- **ACTION ITEM**
What is needed is an exact transcription of every record, minus the pictures.
START SUPPLIED ENTRIES
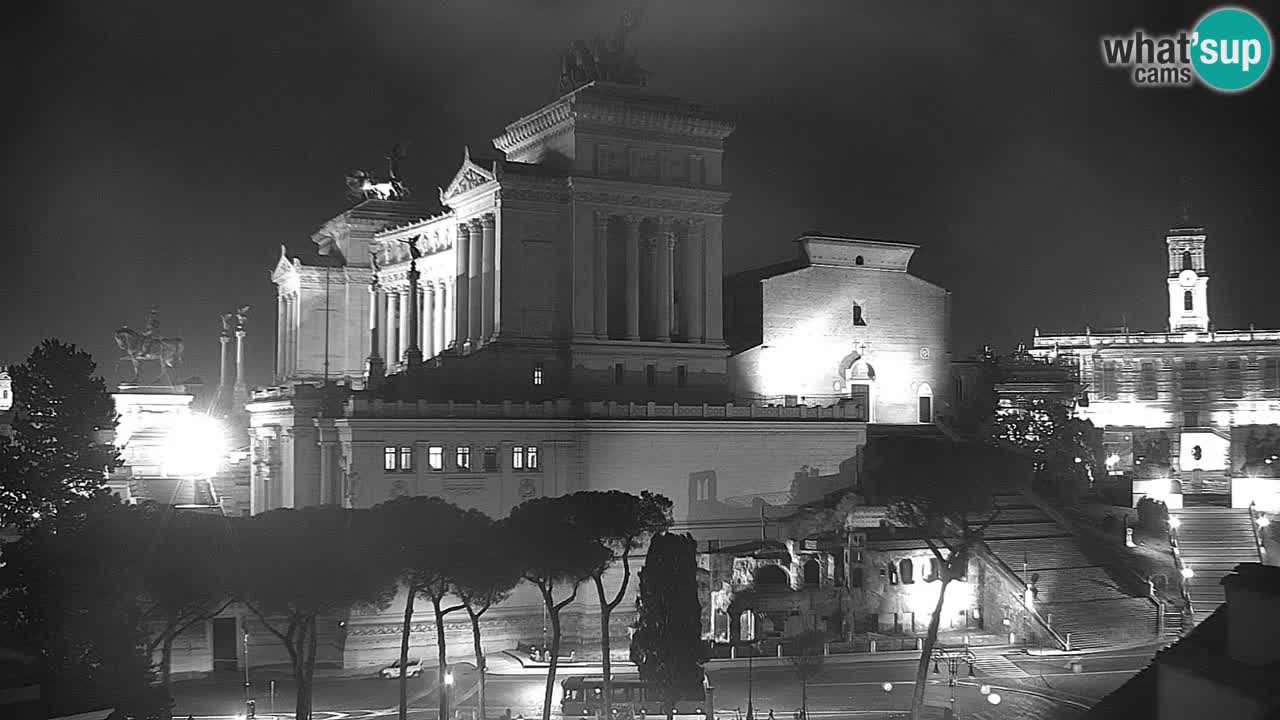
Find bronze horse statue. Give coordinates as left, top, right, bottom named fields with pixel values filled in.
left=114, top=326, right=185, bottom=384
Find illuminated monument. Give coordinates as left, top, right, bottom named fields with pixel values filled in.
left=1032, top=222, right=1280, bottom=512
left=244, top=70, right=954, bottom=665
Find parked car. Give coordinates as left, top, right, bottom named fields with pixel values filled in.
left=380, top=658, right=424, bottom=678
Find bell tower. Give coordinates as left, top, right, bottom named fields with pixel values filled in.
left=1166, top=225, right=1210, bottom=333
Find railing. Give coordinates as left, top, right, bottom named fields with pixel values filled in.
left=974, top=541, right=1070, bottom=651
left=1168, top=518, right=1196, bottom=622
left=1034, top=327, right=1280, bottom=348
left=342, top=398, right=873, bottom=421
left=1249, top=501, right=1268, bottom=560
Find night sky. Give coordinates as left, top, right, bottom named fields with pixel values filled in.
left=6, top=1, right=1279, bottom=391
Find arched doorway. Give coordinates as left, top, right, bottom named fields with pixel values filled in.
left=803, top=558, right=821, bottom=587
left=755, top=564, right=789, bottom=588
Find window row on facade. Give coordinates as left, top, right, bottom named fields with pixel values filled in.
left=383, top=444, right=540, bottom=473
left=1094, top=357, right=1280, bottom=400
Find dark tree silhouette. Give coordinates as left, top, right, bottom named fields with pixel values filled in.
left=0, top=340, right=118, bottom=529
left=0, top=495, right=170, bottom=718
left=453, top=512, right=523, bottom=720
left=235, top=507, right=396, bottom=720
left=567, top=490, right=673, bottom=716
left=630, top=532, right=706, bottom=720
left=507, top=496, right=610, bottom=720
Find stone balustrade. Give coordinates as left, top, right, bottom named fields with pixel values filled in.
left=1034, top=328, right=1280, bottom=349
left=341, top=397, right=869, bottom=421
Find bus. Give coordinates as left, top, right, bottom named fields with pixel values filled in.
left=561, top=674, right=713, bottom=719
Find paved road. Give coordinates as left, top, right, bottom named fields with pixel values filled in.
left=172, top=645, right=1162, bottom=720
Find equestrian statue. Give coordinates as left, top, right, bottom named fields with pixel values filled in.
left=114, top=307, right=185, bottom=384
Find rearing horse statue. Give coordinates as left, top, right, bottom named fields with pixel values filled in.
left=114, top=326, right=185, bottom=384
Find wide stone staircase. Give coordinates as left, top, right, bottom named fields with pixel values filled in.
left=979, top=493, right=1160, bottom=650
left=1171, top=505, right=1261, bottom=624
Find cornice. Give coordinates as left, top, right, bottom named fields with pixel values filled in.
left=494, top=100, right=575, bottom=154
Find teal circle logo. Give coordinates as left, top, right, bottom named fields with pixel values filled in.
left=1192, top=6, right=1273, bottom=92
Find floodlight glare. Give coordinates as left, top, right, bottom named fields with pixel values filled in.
END SUPPLIED ENTRIES
- **PROBLEM SOLUTION**
Find bronze horse statue. Give coordinates as left, top, right, bottom named fields with pixel values filled in.
left=114, top=326, right=185, bottom=384
Find illuminated monument. Give coordinates as left, top, right, bottom named fields with pixel values filled in.
left=1032, top=222, right=1280, bottom=512
left=244, top=70, right=954, bottom=665
Find parked car. Give coordinates as left, top, right, bottom named fields with pixel values filled in.
left=380, top=658, right=424, bottom=678
Find bell tower. Give coordinates as left, top, right, bottom named fields with pixel values filled in.
left=1166, top=225, right=1210, bottom=333
Find railing. Give coordinates as left, top, right, bottom named fields with pixel values filled in.
left=974, top=541, right=1070, bottom=651
left=1168, top=518, right=1196, bottom=622
left=1034, top=327, right=1280, bottom=348
left=342, top=398, right=873, bottom=421
left=1249, top=501, right=1268, bottom=560
Find night sky. Give coordinates as left, top, right, bottom named fields with pixel values filled in.
left=6, top=1, right=1279, bottom=391
Find arched doorway. Give coordinates as left, top, right, bottom named fields with pixel values filled in.
left=803, top=558, right=821, bottom=587
left=755, top=564, right=789, bottom=588
Find window row on facade. Give coordinates as left, top, right, bottom named fields with pixel values filled in.
left=383, top=444, right=540, bottom=473
left=1094, top=357, right=1280, bottom=400
Find dark tree silhouette. Give coordinates as left, top, right, bottom named fields with pixel values filled in.
left=0, top=340, right=118, bottom=529
left=0, top=495, right=170, bottom=718
left=453, top=512, right=523, bottom=720
left=235, top=507, right=396, bottom=720
left=567, top=490, right=673, bottom=716
left=630, top=532, right=706, bottom=720
left=507, top=496, right=610, bottom=720
Find stone balustrade. Give coordinates as left, top, right, bottom named fields with pixel values filled in.
left=1034, top=328, right=1280, bottom=349
left=341, top=397, right=869, bottom=421
Find bus. Give coordinates as left, top, right, bottom named fields with pixel values filled in.
left=561, top=674, right=713, bottom=719
Find paved road. Give coordinates as left, top, right, bottom named fields with pixel values filled in.
left=172, top=645, right=1162, bottom=720
Find equestrian statue. Give coordinates as left, top, right, bottom named fields with pixel values filled in.
left=114, top=307, right=185, bottom=384
Find rearing horse statue. Give coordinates as left, top, right, bottom named fields with pixel values filled in.
left=114, top=326, right=185, bottom=384
Find wide stone staircase. Give coordinates as left, top, right, bottom named fields with pixel values filled in.
left=979, top=493, right=1160, bottom=650
left=1171, top=505, right=1261, bottom=624
Find cornice. Give coordinates as left, top, right, bottom named fields with pixel values filled in.
left=494, top=100, right=575, bottom=154
Find teal circle logo. Give coordinates as left, top, right, bottom named fields with pixel values filled in.
left=1192, top=6, right=1273, bottom=92
Find floodlight glare. Give coordinates as left, top, right, bottom named fields with pixel values filled in.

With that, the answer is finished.